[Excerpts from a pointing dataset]

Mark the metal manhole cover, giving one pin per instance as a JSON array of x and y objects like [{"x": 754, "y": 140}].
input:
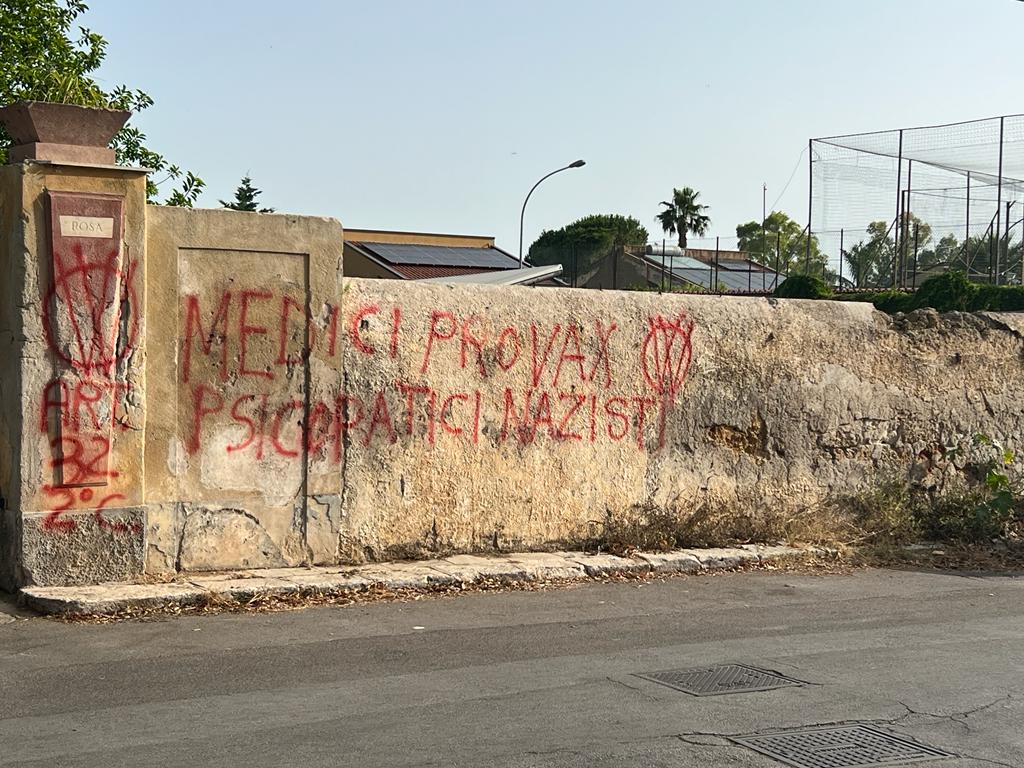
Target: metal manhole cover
[
  {"x": 724, "y": 678},
  {"x": 843, "y": 747}
]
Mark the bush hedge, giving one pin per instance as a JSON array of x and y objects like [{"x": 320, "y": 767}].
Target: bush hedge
[{"x": 949, "y": 292}]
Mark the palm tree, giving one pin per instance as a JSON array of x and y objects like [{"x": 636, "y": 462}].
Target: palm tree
[{"x": 684, "y": 215}]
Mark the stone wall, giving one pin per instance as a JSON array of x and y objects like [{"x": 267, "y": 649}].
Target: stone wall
[
  {"x": 476, "y": 418},
  {"x": 196, "y": 390}
]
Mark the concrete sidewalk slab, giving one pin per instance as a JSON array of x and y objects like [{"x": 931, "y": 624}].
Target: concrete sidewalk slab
[{"x": 243, "y": 586}]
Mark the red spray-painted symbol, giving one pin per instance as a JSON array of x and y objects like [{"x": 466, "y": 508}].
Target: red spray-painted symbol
[
  {"x": 88, "y": 313},
  {"x": 666, "y": 354}
]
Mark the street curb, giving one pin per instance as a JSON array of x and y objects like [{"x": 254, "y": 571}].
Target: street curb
[{"x": 242, "y": 586}]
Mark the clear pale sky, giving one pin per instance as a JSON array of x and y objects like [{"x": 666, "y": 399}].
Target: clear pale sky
[{"x": 439, "y": 116}]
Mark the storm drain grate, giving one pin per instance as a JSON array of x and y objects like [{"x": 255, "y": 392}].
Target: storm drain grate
[
  {"x": 723, "y": 678},
  {"x": 844, "y": 747}
]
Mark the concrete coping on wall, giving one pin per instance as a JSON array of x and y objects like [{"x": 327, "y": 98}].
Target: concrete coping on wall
[{"x": 243, "y": 586}]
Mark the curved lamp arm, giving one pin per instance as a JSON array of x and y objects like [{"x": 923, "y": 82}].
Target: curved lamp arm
[{"x": 522, "y": 214}]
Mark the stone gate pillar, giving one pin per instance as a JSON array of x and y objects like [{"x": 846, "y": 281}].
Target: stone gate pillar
[{"x": 72, "y": 379}]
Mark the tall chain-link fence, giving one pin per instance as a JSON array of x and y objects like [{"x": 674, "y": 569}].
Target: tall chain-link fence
[{"x": 892, "y": 208}]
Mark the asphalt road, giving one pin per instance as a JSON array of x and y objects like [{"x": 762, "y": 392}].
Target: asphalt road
[{"x": 543, "y": 679}]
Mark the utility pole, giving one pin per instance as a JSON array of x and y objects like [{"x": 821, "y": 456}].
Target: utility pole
[{"x": 764, "y": 222}]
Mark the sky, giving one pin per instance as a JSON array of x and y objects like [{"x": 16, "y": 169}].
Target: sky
[{"x": 439, "y": 116}]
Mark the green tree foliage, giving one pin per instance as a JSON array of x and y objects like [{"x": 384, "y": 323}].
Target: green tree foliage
[
  {"x": 872, "y": 261},
  {"x": 949, "y": 292},
  {"x": 791, "y": 240},
  {"x": 585, "y": 243},
  {"x": 43, "y": 58},
  {"x": 245, "y": 198},
  {"x": 684, "y": 215},
  {"x": 803, "y": 287}
]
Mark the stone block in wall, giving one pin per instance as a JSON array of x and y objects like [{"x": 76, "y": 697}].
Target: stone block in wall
[{"x": 83, "y": 547}]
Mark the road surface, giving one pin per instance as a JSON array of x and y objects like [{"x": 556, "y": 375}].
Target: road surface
[{"x": 526, "y": 679}]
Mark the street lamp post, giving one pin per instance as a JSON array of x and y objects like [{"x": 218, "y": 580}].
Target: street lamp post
[{"x": 577, "y": 164}]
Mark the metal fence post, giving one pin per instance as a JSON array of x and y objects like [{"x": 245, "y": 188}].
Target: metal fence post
[
  {"x": 714, "y": 274},
  {"x": 913, "y": 283}
]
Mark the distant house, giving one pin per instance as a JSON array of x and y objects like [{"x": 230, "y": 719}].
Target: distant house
[
  {"x": 399, "y": 255},
  {"x": 696, "y": 268}
]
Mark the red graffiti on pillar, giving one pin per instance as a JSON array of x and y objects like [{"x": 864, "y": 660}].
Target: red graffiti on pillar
[{"x": 90, "y": 320}]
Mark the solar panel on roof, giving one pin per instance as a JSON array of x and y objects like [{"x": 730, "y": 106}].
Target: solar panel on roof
[{"x": 402, "y": 253}]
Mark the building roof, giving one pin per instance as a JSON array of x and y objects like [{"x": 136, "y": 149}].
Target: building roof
[
  {"x": 526, "y": 276},
  {"x": 425, "y": 260},
  {"x": 429, "y": 271}
]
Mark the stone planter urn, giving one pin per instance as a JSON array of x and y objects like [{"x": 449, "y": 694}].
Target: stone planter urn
[{"x": 64, "y": 133}]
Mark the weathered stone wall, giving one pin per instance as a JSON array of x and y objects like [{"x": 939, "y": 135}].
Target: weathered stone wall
[
  {"x": 480, "y": 417},
  {"x": 195, "y": 390}
]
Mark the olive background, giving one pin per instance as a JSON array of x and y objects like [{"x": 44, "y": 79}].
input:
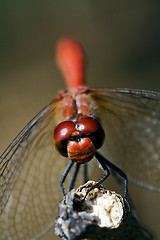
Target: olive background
[{"x": 122, "y": 44}]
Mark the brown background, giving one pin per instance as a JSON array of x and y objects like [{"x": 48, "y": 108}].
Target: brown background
[{"x": 122, "y": 41}]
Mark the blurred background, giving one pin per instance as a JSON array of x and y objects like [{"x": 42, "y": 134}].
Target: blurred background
[{"x": 122, "y": 43}]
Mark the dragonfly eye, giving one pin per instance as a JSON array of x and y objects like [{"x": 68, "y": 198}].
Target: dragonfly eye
[
  {"x": 61, "y": 134},
  {"x": 93, "y": 129}
]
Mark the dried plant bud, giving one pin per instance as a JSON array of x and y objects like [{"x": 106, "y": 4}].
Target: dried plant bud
[{"x": 105, "y": 205}]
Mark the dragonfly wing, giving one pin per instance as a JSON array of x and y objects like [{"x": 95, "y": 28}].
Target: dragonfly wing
[
  {"x": 131, "y": 120},
  {"x": 30, "y": 170}
]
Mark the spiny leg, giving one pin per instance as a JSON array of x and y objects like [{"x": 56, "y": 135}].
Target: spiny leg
[
  {"x": 117, "y": 171},
  {"x": 106, "y": 169},
  {"x": 76, "y": 169},
  {"x": 85, "y": 172},
  {"x": 65, "y": 175}
]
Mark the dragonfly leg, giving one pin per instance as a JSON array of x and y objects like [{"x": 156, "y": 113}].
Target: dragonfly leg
[
  {"x": 65, "y": 175},
  {"x": 74, "y": 176},
  {"x": 85, "y": 172},
  {"x": 119, "y": 172}
]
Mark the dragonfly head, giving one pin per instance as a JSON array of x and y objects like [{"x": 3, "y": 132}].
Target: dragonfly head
[{"x": 79, "y": 139}]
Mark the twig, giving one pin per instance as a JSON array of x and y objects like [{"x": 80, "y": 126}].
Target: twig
[{"x": 102, "y": 215}]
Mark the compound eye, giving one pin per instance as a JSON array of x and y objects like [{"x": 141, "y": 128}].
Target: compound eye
[
  {"x": 92, "y": 128},
  {"x": 61, "y": 134}
]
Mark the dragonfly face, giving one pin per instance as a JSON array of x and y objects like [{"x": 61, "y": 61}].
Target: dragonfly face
[
  {"x": 30, "y": 168},
  {"x": 81, "y": 135}
]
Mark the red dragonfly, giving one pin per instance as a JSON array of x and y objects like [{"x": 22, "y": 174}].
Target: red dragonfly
[{"x": 75, "y": 124}]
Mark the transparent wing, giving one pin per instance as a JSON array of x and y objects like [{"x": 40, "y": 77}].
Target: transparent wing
[
  {"x": 30, "y": 170},
  {"x": 131, "y": 119}
]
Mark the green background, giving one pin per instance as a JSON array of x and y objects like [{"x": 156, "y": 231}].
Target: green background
[{"x": 122, "y": 42}]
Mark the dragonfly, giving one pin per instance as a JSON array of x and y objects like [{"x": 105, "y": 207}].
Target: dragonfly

◆ EXERCISE ◆
Format the lines as a numbered list, starting with the line containing "Mark the red dragonfly, giving" and ending with the last line, both included. Omit any blank lines.

◆ SOLUTION FOR THIS PROBLEM ◆
1. Mark the red dragonfly, giving one pin per instance as a JSON array of x and y objects like [{"x": 22, "y": 174}].
2. Target: red dragonfly
3. [{"x": 75, "y": 124}]
4. Mark the transparent wing, giving one pin per instance as a JSON array of x and y objects like [{"x": 40, "y": 77}].
5. Target: transparent wing
6. [
7.   {"x": 30, "y": 170},
8.   {"x": 131, "y": 119}
9. ]
10. Mark the green background, giving one pin per instance as a JSON array of x and y objects like [{"x": 156, "y": 231}].
11. Target: green background
12. [{"x": 122, "y": 42}]
13. Mark the dragonfly, giving one pin per instance as a JSON array of x and y objects like [{"x": 105, "y": 207}].
14. Target: dragonfly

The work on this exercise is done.